Region annotation entries
- - -

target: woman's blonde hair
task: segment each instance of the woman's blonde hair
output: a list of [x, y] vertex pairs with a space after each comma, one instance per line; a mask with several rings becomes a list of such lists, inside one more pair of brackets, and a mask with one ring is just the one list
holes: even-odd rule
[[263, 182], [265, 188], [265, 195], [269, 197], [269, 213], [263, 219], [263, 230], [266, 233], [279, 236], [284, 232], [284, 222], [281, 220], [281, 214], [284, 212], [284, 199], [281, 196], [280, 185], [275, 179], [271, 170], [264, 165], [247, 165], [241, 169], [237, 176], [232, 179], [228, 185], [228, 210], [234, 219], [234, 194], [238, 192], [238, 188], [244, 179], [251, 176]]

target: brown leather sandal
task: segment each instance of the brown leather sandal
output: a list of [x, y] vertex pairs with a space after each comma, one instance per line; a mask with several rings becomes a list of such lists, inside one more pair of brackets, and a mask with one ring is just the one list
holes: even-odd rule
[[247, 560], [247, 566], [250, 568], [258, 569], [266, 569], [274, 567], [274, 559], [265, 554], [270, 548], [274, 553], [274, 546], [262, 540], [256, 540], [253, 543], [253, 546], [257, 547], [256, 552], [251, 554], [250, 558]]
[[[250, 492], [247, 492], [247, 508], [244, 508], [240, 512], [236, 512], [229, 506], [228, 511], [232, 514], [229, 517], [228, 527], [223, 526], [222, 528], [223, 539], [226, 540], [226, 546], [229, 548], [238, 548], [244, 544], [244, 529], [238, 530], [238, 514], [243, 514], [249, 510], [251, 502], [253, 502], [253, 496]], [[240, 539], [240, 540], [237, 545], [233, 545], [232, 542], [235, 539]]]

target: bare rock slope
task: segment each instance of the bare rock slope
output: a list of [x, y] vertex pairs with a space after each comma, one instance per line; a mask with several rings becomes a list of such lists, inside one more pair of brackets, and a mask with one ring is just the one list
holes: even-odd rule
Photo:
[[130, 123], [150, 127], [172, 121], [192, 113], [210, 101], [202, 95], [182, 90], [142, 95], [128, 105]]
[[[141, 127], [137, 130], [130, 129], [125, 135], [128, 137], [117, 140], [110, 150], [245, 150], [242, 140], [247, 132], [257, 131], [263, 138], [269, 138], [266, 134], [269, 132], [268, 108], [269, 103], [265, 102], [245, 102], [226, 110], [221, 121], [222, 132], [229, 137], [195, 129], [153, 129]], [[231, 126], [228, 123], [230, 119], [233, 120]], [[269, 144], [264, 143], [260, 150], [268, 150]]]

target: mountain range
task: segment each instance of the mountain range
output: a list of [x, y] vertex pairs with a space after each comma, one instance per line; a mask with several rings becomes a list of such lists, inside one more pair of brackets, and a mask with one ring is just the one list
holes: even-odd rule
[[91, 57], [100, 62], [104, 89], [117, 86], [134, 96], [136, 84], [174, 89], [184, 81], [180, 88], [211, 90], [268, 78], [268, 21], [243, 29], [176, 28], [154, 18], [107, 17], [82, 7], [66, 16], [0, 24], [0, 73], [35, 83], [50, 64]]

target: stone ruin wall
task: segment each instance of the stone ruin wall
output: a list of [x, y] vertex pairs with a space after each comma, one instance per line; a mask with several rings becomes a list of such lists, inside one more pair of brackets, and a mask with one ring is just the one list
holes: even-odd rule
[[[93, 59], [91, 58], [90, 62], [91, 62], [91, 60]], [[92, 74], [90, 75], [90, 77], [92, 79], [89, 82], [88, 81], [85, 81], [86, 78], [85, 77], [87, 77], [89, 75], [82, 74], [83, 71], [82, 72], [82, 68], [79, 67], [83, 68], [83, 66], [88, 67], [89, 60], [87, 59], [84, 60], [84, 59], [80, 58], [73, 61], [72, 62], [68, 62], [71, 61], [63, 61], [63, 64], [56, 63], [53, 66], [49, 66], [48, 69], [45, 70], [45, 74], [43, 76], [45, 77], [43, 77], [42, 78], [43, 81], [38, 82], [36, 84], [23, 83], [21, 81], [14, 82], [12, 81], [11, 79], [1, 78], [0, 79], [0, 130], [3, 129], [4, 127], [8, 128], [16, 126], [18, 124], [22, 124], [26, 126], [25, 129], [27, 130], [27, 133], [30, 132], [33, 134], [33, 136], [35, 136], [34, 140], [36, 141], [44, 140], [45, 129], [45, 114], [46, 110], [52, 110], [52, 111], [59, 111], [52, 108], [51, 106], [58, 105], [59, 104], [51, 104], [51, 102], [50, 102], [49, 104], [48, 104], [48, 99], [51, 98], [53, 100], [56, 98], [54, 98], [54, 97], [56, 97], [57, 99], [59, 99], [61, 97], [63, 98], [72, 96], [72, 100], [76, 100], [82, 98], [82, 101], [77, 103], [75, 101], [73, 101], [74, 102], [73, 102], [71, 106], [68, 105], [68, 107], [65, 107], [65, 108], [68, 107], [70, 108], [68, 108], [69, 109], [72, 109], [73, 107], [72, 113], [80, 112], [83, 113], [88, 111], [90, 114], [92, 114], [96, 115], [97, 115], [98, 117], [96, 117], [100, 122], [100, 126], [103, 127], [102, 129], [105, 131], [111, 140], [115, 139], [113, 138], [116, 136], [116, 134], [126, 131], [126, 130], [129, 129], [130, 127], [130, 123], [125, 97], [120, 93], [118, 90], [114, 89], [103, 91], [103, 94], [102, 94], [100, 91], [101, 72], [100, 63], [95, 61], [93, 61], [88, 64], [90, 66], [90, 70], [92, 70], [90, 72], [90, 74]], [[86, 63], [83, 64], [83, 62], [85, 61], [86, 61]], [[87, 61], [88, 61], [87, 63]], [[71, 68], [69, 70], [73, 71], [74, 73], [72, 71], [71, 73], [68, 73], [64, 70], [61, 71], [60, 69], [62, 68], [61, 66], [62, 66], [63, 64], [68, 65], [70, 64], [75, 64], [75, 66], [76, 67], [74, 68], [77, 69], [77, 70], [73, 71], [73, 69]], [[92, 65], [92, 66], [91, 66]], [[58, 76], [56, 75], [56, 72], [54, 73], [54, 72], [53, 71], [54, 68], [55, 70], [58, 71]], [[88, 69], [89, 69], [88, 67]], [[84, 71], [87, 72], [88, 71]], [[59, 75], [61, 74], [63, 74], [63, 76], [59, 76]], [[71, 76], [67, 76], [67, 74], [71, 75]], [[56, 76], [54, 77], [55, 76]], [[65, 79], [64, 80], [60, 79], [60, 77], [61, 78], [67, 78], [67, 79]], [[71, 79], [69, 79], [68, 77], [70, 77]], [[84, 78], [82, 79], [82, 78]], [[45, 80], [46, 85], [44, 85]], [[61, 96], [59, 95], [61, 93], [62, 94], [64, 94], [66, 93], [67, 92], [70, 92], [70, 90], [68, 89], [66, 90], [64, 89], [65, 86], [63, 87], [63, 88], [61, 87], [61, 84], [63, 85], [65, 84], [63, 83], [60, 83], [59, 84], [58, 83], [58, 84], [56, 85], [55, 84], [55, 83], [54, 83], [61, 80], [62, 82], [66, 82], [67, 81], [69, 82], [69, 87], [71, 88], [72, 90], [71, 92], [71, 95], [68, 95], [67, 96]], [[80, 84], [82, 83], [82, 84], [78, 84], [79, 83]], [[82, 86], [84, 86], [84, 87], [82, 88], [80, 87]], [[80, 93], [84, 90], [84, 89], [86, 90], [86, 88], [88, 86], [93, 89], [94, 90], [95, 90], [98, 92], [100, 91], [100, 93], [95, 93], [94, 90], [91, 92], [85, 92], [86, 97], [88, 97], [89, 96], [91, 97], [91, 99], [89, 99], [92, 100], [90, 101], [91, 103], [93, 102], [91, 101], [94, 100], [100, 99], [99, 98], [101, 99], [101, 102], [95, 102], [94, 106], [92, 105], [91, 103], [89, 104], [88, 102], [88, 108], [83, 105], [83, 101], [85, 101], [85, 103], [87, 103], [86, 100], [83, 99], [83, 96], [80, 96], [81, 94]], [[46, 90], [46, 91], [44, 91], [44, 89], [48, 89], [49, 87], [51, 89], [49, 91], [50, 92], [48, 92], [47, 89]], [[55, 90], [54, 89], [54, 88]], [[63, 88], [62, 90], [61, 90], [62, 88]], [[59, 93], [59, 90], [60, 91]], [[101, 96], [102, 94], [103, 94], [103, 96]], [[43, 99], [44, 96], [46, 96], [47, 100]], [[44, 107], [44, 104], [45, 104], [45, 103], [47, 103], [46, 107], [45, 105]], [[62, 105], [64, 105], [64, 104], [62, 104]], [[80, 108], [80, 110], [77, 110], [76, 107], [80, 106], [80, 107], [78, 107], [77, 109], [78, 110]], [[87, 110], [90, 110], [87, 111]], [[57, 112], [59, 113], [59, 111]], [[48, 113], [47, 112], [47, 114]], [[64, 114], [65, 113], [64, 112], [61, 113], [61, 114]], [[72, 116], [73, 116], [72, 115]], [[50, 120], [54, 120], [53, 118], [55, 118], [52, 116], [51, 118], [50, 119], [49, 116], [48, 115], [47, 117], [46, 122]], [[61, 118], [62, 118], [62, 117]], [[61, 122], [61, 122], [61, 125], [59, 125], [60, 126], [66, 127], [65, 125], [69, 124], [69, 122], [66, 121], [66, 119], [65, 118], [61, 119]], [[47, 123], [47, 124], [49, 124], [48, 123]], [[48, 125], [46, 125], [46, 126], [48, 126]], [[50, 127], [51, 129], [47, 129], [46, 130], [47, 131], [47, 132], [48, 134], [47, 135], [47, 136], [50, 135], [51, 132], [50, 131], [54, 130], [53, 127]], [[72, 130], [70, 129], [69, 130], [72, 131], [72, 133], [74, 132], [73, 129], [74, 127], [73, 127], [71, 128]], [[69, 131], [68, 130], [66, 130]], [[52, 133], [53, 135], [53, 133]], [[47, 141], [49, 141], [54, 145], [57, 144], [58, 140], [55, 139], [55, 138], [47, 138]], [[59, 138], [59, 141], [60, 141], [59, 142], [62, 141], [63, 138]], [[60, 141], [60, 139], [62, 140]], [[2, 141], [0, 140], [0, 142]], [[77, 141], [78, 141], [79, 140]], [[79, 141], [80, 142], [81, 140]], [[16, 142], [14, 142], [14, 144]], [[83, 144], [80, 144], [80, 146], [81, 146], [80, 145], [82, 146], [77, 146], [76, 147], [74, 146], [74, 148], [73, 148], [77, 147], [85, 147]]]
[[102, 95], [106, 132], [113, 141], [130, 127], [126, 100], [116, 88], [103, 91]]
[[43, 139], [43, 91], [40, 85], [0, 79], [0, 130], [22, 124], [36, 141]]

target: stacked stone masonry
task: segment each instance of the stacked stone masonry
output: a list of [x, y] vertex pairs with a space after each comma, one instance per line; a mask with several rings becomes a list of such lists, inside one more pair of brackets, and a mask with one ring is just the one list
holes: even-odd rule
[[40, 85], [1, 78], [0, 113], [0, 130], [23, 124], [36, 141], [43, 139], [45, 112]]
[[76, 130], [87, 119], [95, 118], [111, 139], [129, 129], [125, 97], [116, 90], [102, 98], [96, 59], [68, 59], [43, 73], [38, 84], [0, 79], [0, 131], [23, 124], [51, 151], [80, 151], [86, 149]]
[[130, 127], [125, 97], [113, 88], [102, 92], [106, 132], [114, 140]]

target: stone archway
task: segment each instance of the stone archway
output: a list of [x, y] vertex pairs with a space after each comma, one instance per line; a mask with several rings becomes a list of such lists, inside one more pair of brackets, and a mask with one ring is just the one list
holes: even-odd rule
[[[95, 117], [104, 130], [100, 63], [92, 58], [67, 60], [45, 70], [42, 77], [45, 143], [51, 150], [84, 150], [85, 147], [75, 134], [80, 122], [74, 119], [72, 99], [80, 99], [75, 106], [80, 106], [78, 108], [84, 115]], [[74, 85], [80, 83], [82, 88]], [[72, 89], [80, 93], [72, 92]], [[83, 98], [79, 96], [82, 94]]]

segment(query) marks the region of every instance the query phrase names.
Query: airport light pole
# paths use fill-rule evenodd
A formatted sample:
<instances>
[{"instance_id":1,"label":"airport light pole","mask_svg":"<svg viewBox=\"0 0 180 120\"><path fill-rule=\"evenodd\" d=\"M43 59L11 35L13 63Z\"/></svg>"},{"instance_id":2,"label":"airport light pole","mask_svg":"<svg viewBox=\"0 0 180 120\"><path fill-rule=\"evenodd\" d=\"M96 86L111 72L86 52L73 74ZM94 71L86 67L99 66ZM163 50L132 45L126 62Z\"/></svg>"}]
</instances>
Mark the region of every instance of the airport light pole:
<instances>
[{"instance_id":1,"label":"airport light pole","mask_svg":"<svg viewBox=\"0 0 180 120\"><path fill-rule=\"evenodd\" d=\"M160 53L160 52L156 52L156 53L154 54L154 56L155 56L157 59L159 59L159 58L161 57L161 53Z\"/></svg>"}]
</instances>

- - -

Reproduce word for word the stretch of lines from the very first line through the line containing "179], [251, 176]]", both ends included.

*TASK RESPONSE*.
target: woman's blonde hair
task: segment each instance of the woman's blonde hair
output: a list of [x, y] vertex pairs with a space after each comma, one instance per line; a mask with several rings becomes a list of such lists, inside one more pair of brackets, and a mask with one ring is just the one list
holes: even-odd rule
[[263, 182], [265, 188], [265, 195], [269, 197], [269, 213], [263, 219], [263, 230], [266, 233], [279, 236], [284, 232], [284, 222], [281, 220], [281, 214], [284, 212], [284, 199], [281, 196], [280, 185], [275, 179], [271, 170], [264, 165], [247, 165], [241, 169], [237, 176], [232, 179], [228, 185], [228, 210], [234, 219], [234, 194], [238, 192], [238, 188], [244, 179], [251, 176]]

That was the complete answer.